Goal of the exercise ->
Write out, word for word, only the lines from the one containing "Put one point on every instance of the dry" through the final line of the data.

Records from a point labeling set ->
▼

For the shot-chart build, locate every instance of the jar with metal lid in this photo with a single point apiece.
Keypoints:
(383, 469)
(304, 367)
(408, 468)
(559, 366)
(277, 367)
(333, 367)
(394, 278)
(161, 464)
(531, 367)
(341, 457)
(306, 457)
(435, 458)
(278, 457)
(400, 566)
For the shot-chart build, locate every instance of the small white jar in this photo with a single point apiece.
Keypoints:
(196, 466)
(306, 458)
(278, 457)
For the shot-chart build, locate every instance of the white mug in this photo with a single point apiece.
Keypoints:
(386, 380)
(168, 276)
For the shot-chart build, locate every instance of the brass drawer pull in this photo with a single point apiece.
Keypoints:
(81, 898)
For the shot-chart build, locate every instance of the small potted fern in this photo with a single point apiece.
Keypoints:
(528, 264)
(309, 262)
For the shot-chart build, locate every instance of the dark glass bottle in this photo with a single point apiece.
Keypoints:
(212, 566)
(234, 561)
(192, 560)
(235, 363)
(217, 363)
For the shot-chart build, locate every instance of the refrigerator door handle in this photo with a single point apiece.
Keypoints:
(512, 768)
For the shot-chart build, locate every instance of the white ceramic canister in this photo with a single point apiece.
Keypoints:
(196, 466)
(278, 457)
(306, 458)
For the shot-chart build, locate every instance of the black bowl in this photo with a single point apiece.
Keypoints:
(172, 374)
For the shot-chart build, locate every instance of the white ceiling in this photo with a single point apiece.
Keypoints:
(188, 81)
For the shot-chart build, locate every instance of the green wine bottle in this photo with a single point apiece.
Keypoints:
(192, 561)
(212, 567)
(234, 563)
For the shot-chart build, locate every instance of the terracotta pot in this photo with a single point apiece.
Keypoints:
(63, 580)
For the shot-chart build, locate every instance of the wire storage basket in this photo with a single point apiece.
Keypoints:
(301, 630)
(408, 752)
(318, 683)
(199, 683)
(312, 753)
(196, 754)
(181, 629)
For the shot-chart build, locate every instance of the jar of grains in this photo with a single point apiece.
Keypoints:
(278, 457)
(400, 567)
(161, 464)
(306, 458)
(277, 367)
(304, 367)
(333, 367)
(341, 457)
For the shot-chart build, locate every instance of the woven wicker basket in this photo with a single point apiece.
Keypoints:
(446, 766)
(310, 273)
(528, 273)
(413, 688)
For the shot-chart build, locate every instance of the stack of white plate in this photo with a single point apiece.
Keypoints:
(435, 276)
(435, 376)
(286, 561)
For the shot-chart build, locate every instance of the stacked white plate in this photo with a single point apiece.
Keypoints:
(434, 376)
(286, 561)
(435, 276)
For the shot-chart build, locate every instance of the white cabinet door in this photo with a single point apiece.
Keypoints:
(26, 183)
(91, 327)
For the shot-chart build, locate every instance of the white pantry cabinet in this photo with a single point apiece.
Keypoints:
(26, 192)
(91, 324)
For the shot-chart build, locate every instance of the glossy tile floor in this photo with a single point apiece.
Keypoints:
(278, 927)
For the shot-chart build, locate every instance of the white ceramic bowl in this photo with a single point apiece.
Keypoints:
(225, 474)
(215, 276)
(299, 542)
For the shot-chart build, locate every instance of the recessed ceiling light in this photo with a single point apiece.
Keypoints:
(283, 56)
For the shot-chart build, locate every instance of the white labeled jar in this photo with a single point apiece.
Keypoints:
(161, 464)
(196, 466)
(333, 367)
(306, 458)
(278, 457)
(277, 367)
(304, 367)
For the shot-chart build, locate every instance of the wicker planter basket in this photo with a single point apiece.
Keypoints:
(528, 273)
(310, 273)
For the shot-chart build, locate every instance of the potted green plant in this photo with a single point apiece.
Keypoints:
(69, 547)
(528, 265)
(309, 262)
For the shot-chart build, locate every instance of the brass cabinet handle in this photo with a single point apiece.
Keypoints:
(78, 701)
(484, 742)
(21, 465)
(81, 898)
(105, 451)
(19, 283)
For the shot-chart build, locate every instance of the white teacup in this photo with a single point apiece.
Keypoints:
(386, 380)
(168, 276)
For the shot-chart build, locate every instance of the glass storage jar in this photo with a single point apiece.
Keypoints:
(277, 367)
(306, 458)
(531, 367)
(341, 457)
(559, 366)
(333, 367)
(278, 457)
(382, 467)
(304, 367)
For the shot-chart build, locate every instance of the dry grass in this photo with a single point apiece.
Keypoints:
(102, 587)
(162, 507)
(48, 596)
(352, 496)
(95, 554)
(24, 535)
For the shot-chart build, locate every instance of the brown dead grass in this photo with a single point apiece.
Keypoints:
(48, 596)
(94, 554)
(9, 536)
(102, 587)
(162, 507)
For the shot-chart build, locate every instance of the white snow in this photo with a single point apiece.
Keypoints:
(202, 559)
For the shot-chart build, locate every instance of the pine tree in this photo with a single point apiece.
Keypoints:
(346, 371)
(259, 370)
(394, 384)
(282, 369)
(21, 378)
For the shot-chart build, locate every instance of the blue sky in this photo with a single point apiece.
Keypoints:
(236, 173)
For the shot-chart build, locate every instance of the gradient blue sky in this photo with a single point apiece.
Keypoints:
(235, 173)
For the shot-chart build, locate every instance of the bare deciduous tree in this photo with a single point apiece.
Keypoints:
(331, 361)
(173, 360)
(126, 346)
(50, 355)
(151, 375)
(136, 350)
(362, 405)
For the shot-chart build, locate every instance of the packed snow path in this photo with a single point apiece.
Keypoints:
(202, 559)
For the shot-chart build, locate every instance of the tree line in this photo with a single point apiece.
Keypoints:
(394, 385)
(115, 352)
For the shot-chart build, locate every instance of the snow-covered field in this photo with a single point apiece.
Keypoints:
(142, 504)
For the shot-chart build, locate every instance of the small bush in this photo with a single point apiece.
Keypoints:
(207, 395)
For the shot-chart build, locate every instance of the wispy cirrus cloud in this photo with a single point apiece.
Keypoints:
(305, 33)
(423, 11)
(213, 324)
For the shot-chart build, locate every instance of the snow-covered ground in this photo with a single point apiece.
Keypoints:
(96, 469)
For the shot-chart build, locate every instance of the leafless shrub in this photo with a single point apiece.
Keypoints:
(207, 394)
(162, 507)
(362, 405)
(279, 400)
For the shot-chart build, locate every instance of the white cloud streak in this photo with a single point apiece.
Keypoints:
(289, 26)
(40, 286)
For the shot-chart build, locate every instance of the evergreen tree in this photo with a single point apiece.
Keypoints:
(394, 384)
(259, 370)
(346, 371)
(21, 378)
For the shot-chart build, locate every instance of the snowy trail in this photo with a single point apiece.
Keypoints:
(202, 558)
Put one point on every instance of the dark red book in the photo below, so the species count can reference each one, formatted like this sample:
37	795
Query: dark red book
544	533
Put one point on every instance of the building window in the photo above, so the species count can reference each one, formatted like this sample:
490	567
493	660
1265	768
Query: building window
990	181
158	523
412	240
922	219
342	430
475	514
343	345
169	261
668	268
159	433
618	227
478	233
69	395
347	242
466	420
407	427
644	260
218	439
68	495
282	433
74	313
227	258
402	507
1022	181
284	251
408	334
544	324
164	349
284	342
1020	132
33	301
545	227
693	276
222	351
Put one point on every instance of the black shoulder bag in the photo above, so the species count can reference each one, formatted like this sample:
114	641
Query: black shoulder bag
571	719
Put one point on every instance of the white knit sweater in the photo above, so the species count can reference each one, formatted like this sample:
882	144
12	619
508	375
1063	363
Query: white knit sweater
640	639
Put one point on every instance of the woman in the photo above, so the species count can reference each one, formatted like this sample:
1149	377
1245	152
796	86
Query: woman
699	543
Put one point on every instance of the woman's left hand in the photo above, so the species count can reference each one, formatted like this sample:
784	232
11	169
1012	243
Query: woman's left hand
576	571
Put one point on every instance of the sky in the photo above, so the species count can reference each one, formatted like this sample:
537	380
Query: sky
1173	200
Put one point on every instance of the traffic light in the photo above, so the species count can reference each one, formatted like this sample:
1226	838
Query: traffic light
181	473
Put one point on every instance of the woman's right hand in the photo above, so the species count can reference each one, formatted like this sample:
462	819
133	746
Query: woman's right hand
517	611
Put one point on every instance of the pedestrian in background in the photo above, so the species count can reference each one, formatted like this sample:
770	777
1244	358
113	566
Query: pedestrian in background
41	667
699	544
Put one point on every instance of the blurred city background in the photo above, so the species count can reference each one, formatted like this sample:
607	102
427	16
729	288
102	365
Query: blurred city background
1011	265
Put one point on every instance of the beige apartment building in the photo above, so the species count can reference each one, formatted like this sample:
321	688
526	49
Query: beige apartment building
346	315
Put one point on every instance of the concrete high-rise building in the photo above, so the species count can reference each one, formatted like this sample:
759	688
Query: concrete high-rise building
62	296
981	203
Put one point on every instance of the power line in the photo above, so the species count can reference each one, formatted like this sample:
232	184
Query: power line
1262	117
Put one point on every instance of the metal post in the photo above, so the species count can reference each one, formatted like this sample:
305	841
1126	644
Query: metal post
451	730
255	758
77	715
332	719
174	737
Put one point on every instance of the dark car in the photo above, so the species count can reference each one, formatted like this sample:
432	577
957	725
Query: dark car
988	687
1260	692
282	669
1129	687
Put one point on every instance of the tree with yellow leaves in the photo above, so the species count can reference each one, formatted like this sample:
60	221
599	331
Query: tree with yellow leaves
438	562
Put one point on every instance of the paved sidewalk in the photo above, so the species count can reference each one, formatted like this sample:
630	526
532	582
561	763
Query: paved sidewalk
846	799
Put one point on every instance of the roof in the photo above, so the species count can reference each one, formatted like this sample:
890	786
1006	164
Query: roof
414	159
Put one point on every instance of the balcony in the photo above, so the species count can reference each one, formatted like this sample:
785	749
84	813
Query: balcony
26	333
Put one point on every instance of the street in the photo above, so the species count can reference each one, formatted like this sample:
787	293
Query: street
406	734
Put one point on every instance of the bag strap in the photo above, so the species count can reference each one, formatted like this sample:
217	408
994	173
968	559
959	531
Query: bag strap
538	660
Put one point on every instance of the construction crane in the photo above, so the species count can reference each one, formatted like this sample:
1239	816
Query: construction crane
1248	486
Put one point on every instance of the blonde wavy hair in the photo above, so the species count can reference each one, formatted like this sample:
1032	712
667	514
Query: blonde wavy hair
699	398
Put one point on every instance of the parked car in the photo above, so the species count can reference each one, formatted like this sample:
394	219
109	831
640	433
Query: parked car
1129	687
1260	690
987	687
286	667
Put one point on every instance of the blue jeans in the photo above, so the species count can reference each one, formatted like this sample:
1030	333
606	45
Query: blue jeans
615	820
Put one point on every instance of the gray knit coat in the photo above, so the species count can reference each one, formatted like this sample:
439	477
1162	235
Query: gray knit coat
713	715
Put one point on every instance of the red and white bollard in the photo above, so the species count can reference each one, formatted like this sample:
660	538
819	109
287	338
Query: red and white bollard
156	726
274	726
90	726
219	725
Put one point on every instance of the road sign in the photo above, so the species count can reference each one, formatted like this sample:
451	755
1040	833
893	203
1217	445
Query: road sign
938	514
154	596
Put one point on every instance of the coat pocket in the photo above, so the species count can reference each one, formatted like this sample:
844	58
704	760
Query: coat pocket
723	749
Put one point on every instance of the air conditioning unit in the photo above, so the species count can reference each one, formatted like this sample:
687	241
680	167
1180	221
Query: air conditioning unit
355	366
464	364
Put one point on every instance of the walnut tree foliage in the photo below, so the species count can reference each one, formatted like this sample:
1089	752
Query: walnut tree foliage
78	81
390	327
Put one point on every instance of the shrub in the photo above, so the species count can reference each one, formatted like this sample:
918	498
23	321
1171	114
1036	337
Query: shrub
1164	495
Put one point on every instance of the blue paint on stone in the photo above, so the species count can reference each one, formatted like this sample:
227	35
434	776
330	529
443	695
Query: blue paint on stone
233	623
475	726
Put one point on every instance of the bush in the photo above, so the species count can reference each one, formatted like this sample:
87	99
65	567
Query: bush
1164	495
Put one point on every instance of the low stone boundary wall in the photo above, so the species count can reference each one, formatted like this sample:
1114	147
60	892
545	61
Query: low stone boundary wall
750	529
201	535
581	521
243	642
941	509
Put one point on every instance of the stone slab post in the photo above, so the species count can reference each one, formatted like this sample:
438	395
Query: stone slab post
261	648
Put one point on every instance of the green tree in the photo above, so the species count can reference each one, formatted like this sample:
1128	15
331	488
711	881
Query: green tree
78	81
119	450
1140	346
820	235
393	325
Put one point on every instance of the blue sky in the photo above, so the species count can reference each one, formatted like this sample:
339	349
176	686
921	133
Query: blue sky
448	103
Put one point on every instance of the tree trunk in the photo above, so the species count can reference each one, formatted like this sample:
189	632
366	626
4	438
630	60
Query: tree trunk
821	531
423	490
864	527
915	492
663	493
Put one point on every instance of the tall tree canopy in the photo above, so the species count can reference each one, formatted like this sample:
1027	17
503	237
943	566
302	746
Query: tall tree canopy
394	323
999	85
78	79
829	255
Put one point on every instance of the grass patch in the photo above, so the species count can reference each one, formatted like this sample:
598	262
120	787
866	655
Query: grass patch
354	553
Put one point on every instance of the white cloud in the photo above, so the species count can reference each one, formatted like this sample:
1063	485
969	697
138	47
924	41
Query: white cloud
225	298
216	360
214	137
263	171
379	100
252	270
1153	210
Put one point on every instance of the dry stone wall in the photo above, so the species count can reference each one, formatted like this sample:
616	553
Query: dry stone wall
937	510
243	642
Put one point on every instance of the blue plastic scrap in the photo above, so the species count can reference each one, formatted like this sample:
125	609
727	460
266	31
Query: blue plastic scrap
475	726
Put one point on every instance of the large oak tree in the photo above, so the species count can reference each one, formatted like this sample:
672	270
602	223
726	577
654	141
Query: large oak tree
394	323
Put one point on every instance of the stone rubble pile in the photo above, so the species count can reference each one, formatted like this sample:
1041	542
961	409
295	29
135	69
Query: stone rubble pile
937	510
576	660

▲

Written response ->
Put one point on every instance of the dry stone wall in the photo above, so the species count can reference each one, formatted like this sample:
616	553
Query: dry stone wall
937	510
243	642
Put one point on every instance of the blue plastic scrap in the photo above, so the species count can reference each one, formatted like this sample:
125	609
727	460
266	31
Query: blue plastic scrap
475	726
Put one point on every instance of the large oak tree in the photo above, so the species count can reference each one, formatted like this sample:
672	270
602	223
726	577
654	141
Query: large oak tree
394	323
Put one point on every instance of the stone rubble pile in the photo above, so the species count can reference each one, formatted like this sample:
1041	542
961	409
295	29
135	69
Query: stone rubble pile
937	510
576	660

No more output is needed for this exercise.